For each line of the data that includes the word "several", copy the line.
[RECORDS SHOWN — start]
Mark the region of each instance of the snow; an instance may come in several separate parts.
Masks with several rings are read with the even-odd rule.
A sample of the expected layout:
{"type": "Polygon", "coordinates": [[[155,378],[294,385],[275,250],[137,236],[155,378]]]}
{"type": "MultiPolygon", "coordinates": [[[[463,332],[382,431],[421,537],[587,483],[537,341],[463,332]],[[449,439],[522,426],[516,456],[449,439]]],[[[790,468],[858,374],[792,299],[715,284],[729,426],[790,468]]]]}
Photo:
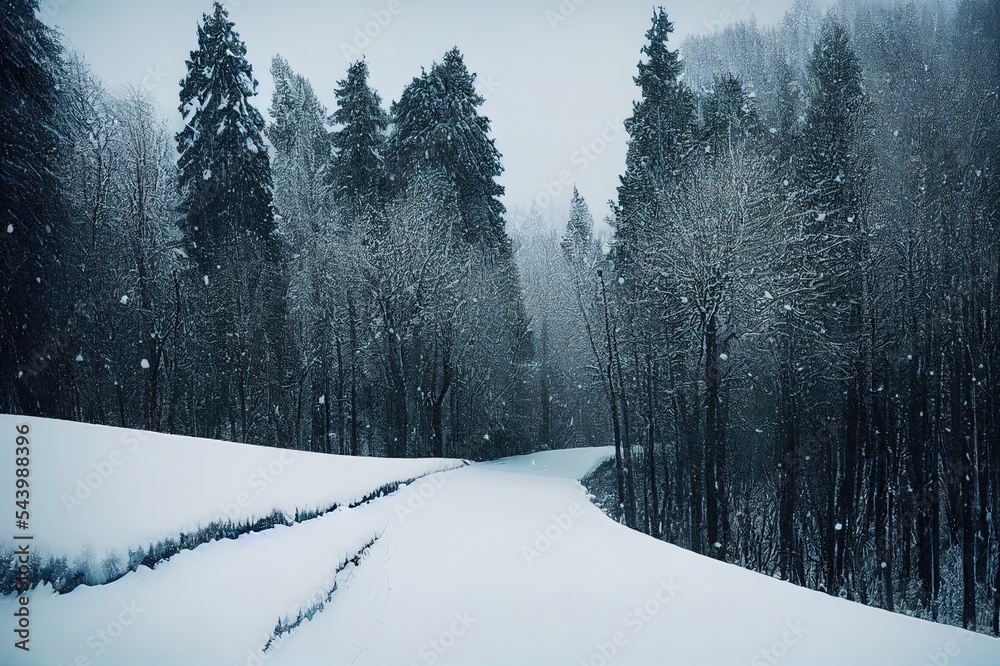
[RECORDS SHOWN — finish]
RESPONSE TO THIS EXERCISE:
Mark the region of each instance of the snow; an instance may come in several separate parts.
Masks with several rings are read with the even-odd rule.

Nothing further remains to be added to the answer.